_Instructions to follow:_ Your task is to write out all of the records once more, exactly.

[Records from a data collection]
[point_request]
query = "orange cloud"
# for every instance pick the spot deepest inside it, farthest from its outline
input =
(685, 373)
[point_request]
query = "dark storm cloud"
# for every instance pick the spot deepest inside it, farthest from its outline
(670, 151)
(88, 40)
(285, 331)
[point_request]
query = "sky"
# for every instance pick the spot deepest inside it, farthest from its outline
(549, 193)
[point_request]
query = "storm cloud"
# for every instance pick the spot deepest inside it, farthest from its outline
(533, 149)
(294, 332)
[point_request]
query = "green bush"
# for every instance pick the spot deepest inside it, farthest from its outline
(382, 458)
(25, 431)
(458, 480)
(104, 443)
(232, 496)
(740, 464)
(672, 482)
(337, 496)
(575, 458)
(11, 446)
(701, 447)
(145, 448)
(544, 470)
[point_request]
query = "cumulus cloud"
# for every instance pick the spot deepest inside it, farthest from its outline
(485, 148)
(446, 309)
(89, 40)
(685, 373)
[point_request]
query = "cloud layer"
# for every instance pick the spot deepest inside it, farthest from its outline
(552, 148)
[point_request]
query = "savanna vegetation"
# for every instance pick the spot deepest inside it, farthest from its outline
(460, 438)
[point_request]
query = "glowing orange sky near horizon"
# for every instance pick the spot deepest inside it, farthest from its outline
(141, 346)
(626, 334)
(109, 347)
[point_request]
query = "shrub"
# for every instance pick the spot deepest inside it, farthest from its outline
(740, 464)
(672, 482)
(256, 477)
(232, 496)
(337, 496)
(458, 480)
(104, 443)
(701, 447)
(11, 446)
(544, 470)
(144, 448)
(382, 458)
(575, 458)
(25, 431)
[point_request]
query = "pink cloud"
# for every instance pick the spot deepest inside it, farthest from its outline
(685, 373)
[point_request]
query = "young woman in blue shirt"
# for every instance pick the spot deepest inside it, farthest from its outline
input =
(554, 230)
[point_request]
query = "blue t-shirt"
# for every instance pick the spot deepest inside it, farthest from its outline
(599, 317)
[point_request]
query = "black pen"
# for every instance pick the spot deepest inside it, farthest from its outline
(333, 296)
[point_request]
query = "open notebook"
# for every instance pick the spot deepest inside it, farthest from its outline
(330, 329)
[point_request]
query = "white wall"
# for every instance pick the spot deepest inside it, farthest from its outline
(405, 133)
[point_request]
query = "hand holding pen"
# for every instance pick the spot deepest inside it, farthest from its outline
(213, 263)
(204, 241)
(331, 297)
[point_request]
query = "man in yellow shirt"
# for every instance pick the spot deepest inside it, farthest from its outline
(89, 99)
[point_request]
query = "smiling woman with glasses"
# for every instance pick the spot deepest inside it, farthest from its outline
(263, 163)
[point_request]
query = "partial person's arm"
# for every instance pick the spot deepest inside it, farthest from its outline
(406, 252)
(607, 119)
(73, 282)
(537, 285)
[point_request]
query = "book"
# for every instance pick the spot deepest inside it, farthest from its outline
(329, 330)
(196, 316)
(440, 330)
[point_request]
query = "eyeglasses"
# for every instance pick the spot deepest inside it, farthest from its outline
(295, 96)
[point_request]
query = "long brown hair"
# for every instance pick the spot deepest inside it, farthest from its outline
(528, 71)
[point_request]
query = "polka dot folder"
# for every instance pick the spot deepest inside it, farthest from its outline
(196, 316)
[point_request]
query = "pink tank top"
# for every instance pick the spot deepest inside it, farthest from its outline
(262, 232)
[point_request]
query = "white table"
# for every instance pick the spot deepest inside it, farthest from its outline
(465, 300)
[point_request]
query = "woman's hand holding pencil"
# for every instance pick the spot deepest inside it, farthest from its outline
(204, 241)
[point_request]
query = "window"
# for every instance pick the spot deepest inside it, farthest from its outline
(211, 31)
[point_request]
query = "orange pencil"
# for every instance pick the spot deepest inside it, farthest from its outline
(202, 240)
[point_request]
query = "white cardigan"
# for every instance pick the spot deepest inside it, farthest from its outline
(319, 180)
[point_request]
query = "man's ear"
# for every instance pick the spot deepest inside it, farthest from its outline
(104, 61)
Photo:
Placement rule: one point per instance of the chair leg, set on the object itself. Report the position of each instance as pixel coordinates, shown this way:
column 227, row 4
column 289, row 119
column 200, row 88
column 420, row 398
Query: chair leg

_Written response:_
[point_request]
query = "orange cloud"
# for every instance pick the spot deepest inside it, farthest from its outline
input =
(685, 373)
[point_request]
query = "dark storm cloud"
# for every instance pick the spot deepest inside it, farthest from its outline
(670, 151)
(88, 40)
(285, 331)
[point_request]
query = "sky"
# for every instance pick the spot deepest inside it, farthest from its outline
(549, 193)
[point_request]
query = "storm cloud"
# for every instance pick the spot deepest inside it, farthest from its outline
(533, 149)
(294, 332)
[point_request]
query = "green bush"
# for every instance pick the spot deepest inside it, farthest from its outline
(382, 458)
(25, 431)
(458, 480)
(104, 443)
(232, 496)
(740, 464)
(672, 482)
(337, 496)
(575, 458)
(11, 446)
(701, 447)
(145, 448)
(544, 470)
[point_request]
query = "cumulus cloud"
# for every instance pick the spot deepest inside it, farthest from its outline
(485, 148)
(446, 309)
(89, 40)
(685, 373)
[point_request]
query = "cloud layer"
# for every instance pick the spot deepest inside it, farthest from its outline
(552, 148)
[point_request]
query = "savanna vegetation"
# for every instance pick the spot deepest inside it, farthest from its outline
(460, 438)
[point_request]
query = "glowing orange sky near horizon"
# for every instance pick the spot deepest inside it, farthest from its outline
(141, 346)
(626, 334)
(109, 347)
[point_request]
query = "shrub"
# for every instance pick the spot deepest inside it, farthest from its outline
(740, 464)
(672, 482)
(256, 477)
(232, 496)
(337, 496)
(458, 480)
(104, 443)
(701, 447)
(11, 446)
(544, 470)
(144, 448)
(382, 458)
(575, 458)
(25, 431)
[point_request]
query = "pink cloud"
# for every instance pick the spot deepest inside it, farthest from its outline
(685, 373)
[point_request]
query = "young woman in blue shirt"
# for every instance pick the spot deepest inside it, farthest from its outline
input =
(554, 230)
[point_request]
query = "blue t-shirt"
# for every instance pick the spot deepest inside it, farthest from its outline
(599, 317)
[point_request]
query = "black pen"
# for every instance pick the spot deepest inside it, farthest from its outline
(333, 296)
[point_request]
query = "open notebook"
# for every instance pick the spot deepest inside it, farthest from its outline
(330, 329)
[point_request]
query = "white wall"
# for every instance pick the spot deepest inside it, farthest from its outline
(405, 133)
[point_request]
query = "hand holding pen"
# for every instance pick the spot deepest inside it, farthest from its outline
(213, 263)
(204, 241)
(331, 297)
[point_request]
query = "man in yellow shirt"
# for every instance pick the spot deepest inside it, farthest from its outline
(89, 99)
[point_request]
query = "smiling woman with glasses"
# for every instance pick the spot deepest inside it, farthest from its outline
(263, 163)
[point_request]
query = "partial person's arm"
# for every instance pick the spot deepest inside it, farthest from its outline
(406, 252)
(607, 119)
(73, 282)
(537, 285)
[point_request]
query = "book"
# for every instance pick the spot deepest inside it, farthest from its outline
(329, 330)
(196, 316)
(440, 330)
[point_request]
query = "eyeglasses"
# for every instance pick the spot deepest inside it, farthest from its outline
(295, 96)
[point_request]
query = "long brown hair"
# for every instance pick the spot deepest inside it, farthest from its outline
(528, 71)
[point_request]
query = "polka dot folder"
# for every instance pick the spot deepest inside it, farthest from its outline
(196, 316)
[point_request]
query = "pink tank top"
# for every instance pick the spot deepest inside it, farthest from its outline
(262, 232)
[point_request]
query = "white table"
# for every instance pick the spot deepest inside it, farthest from its outline
(465, 300)
[point_request]
query = "woman's hand holding pencil"
# for every instance pick the spot deepest inside it, farthest from its outline
(204, 241)
[point_request]
query = "window"
# for every instance pick the spot deepest inside it, farthest from its outline
(211, 31)
[point_request]
query = "orange pencil"
# for every instance pick the spot deepest inside it, farthest from its outline
(202, 240)
[point_request]
query = "white cardigan"
# for every instance pick the spot deepest inside it, farthest from its outline
(319, 180)
[point_request]
query = "man's ear"
# for every instance pick the spot deepest inside it, farthest from its outline
(104, 61)
Photo:
Placement rule: one point per instance of the chair leg, set on the object itself. Report the position of each instance as pixel coordinates, shown this way:
column 227, row 4
column 289, row 119
column 200, row 88
column 420, row 398
Query: chair leg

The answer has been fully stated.